TASK DIRECTIONS ▸
Resume the essay below on economics and resource allocation, picking up after its last sentence.

SOURCE ▸
If You Decouple Accounting From All Allocation Concerns, You Are Not a Science
This is a relatively simple idea that can easily get lost in the shuffle of empirical work and variable correlations.
How we allocate real resources matters, not only in the total amount of "real resources", but also in relative allocations between industries and sectors. The broader historical trend has been people moving away from subsistence agriculture into a wide array of information services.
Establishment economics can be aware of these historical facts, and yet incredibly, completely fail to integrate them into meaningful analysis. An economy that ran exclusively on entertainment advertising, and netflix shows, would not be a great one to live in. Any necessities would be so commoditized so as to make our working lives meaningless, in the sense that we would have no impact on our own material well being, and we would be extremely dependent on benefits and transfers to ensure everyone could secure a basic lifestyle.
Economists love talking about output, growth, and trends, while completely glossing over larger allocation issues. When they do address them, it is incredibly selectively.

DATA LISTING ▸

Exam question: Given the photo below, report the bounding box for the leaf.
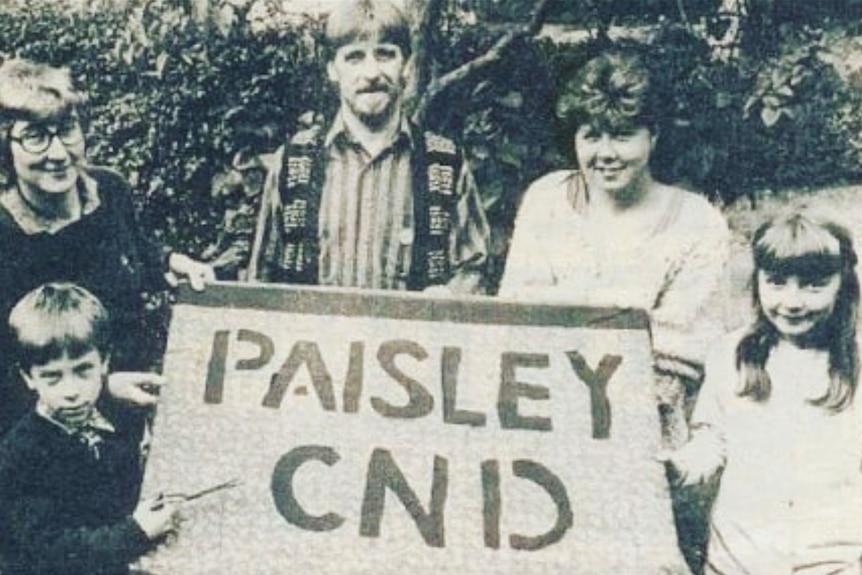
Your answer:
[760,106,781,128]
[496,90,524,110]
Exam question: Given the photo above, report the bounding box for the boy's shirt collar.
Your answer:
[36,403,117,435]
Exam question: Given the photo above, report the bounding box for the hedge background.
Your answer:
[0,0,862,292]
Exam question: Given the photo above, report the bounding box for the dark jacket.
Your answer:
[0,412,152,575]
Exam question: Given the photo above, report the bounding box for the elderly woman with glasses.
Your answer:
[0,59,214,431]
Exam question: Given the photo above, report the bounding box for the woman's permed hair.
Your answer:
[736,210,859,411]
[7,283,111,371]
[556,43,663,138]
[326,0,412,60]
[0,58,87,185]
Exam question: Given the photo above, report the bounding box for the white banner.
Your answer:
[143,284,688,575]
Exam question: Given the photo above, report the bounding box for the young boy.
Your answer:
[0,283,177,575]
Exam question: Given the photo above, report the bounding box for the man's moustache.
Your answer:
[357,84,392,94]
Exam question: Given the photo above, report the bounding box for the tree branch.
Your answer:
[414,0,552,125]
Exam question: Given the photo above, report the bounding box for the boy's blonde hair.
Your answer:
[326,0,412,60]
[9,283,111,371]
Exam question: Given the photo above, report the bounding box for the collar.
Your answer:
[323,111,413,153]
[0,170,102,235]
[36,403,117,435]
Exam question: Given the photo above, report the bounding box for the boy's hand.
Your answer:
[165,252,216,291]
[107,371,168,407]
[132,496,179,541]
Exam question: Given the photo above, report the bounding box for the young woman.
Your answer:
[499,46,730,446]
[672,212,862,575]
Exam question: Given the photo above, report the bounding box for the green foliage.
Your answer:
[0,0,862,271]
[652,22,862,202]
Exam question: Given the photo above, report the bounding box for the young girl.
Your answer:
[672,212,862,575]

THE REPLY ▸
The reason they do so is very straightforward, while neoliberal economists do not trust markets to manage the overall "balance" of the economy, so that we need either "stimulus" or "brakes", they almost universally completely defer to markets for issues of relative allocation and asset pricing. Bubbles may be a problem, but not because they create massive capital misallocations into unproductive and socially negative activities, but rather because of the outward instability they cause in our bank account numbers.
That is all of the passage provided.